葫蘆和他的客人們——說說査濟的過客旅人青年旅社


作爲旅遊景點,古村落在此地流行了三四十年了吧?肇始於畫家陳逸飛作品裏周莊的古村落熱,持續至今雖然未見疲態,我卻因爲這兩年去不了更遠的地方已把居住地周邊的類似景點逛了又逛,所以,在做這次十月長假自駕遊攻略的時候,同伴建議首站放在査濟,我是有些抗拒的。

從去年春末到今年春天,善璉湖古鎮、新市古鎮、荻港古鎮、松陽、芙蓉古村、楠溪江畔的巖頭鎮……我們看的古鎮還不多嗎?好吧,它們都屬於浙江。可是,安徽的古村落我們在夏天那次自駕遊中也看了好幾個呀,績溪、徽州古城該是安徽的古村落吧?但是,架不住同伴的堅持,就把査濟設計到行此行的第一站。

已是成熟的旅遊景點的古村落査濟,民宿不少,我們選擇哪一家呢?我用鼠標在電腦上劃來劃去,停頓在了過客旅人青年旅社上。這家以牀位爲單位招攬客人的青年旅社,有一間標準客房,我想,假如我預訂了這間標準客房,並不妨礙跟那些租牀位的青年來交流吧?便下了單。

→ **資料區段**
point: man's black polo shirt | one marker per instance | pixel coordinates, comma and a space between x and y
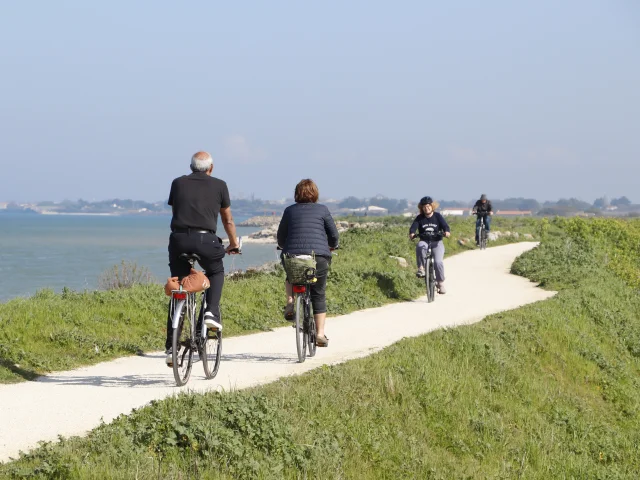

→ **待辦事項**
1. 照錄這篇査濟遊記中從「作爲旅遊景點,古村落在此地流」到「位的青年來交流吧?便下了單。」的部分。
2. 根據這篇査濟遊記,判斷以下說法是否與原文相符,每項回答「是」或「否」,並逐字引用原文中起決定作用的文字:(a) 首站放在査濟是同伴的建議;(b) 作者起初很樂意把査濟定爲首站;(c) 過客旅人青年旅社以牀位爲單位招攬客人。
這些資料與査濟遊記無關,是另外的材料。

→ **答覆內容**
1.
作爲旅遊景點,古村落在此地流行了三四十年了吧?肇始於畫家陳逸飛作品裏周莊的古村落熱,持續至今雖然未見疲態,我卻因爲這兩年去不了更遠的地方已把居住地周邊的類似景點逛了又逛,所以,在做這次十月長假自駕遊攻略的時候,同伴建議首站放在査濟,我是有些抗拒的。

從去年春末到今年春天,善璉湖古鎮、新市古鎮、荻港古鎮、松陽、芙蓉古村、楠溪江畔的巖頭鎮……我們看的古鎮還不多嗎?好吧,它們都屬於浙江。可是,安徽的古村落我們在夏天那次自駕遊中也看了好幾個呀,績溪、徽州古城該是安徽的古村落吧?但是,架不住同伴的堅持,就把査濟設計到行此行的第一站。

已是成熟的旅遊景點的古村落査濟,民宿不少,我們選擇哪一家呢?我用鼠標在電腦上劃來劃去,停頓在了過客旅人青年旅社上。這家以牀位爲單位招攬客人的青年旅社,有一間標準客房,我想,假如我預訂了這間標準客房,並不妨礙跟那些租牀位的青年來交流吧?便下了單。

2.
(a) 是:「同伴建議首站放在査濟」
(b) 否:「我是有些抗拒的」
(c) 是:「這家以牀位爲單位招攬客人的青年旅社」